◆ **Document segment**:
*****

Question

1. Use Calc. to determine the critical points, local extrema, inflection points, and intervals where f(x) is concave up or down.

f(x) = x^4 + 2x^3 - 1

Answer 1

whoa... so u just want...everything... then...?

Answer 2

OK @amelapal ... so first of all, what are the turning points...?

Answer 3

well the extrema is the hardest part for me I don't know why :-(

Answer 4

okay so the critical points are when the function is equal to zero right?

Answer 5

**the function's derivative

Answer 6

sorry, hit send and saw ur post, my bad

Answer 7

its alright just caught my mistake!

Answer 8

so in this case the derivative would 4x^3 + 6x^2?

Answer 9

perfect

Answer 10

so one critical point can be zero right?

Answer 11

yep, but sub back in to initial eqn prove

Answer 12

*to prove

Answer 13

plug zero back into the original function? it gives you negative one, what do I do with that?

Answer 14

@Jack1

Answer 15

Sooo you've got zero, any others? :)

Answer 16

No! For some reason I can't find any other numbers!

Answer 17

\[\Large\bf\sf 0=4x^3+6x^2\]Factoring an x^2 out of each,\[\Large\bf\sf 0=x^2(4x+6)\]
x^2=0 gives us our critical point at x=0.

*****

◆ **What to work on**:
[1] Extract the lines of the records below word for word, leaving out the pictures.
[2] Continue the calculus forum thread from the point where it stops.

*****

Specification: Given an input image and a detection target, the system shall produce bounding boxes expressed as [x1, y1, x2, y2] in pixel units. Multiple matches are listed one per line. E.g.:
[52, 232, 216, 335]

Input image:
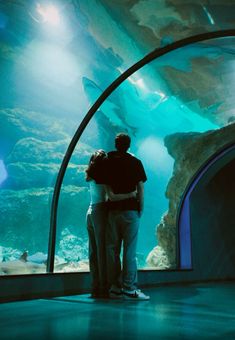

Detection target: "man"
[105, 133, 149, 300]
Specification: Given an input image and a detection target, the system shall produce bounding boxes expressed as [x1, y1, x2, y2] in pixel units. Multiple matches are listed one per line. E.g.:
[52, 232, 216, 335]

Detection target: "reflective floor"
[0, 282, 235, 340]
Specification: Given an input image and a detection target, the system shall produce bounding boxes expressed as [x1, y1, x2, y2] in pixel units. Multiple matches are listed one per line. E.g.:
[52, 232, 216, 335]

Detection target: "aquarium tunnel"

*****

◆ **Solved tasks**:
[1]
Specification: Given an input image and a detection target, the system shall produce bounding boxes expressed as [x1, y1, x2, y2] in pixel units. Multiple matches are listed one per line. E.g.:
[52, 232, 216, 335]

Input image:

Detection target: "man"
[105, 133, 149, 300]
Specification: Given an input image and a detection target, the system shall produce bounding boxes expressed as [x1, y1, x2, y2] in pixel units. Multiple matches are listed one per line. E.g.:
[52, 232, 216, 335]

Detection target: "reflective floor"
[0, 282, 235, 340]
Specification: Given an input image and a detection target, the system shall produce bounding boxes expressed as [x1, y1, x2, y2] in pixel units. Multiple matches are listed one per line. E.g.:
[52, 232, 216, 335]

Detection target: "aquarium tunnel"

[2]
How bout the other factor?

Answer 18

4x + 6 = 0
4x = -6
x= -6/4 ?

Answer 19

Ok good, which simplifies to x=-3/2 or x=-1.5

Answer 20

Those are the critical points of the function.
So what's next?
Determining max and min?

Answer 21

that would be another critical point?

Answer 22

wait I get it! okay yes finding max and min now

Answer 23

you plug both 0 in the original function and get -1
and plug -6/4 and get -2.6875

Answer 24

No we don't want to do that! :Oo

Answer 25

So like ummm

Answer 26

:o

Answer 27

`critical points` / `stationary points` / `equilibrium points`
they go by many different names, depending on what field of work you're in.

It's a special place where the function is not `increasing` nor is it `decreasing`.

The function is at the bottom of a valley,
or at the top of a hill.

So what we want to do is,
check out what's happening on each side of the critical point.

Answer 28

Here is a nice little shortcut,
We only care about the `sign` of the result.
\[\Large\bf\sf f'(x)=x^2(4x+6)\]See how we have a square that we factored out?
That will ALWAYS be positive, no matter what we plug into the function.
So we can ignore that part.\[\Large\bf\sf f'(x)=(positive)(4x+6)\]Let's plug -2 into the derivative function.

Answer 29

\[\Large\bf\sf f'(-2)=(positive)(-8+6)\]\[\Large\bf\sf f'(-2)=(positive)(negative)\]\[\Large\bf\sf f'(-2)=negative\]

Answer 30

Negative tells us that the function is `decreasing` on the left side of x=-1.5

Answer 31

Does this process make sense .. a lil bit maybe? :o

Answer 32

We have 2 more areas we have to check.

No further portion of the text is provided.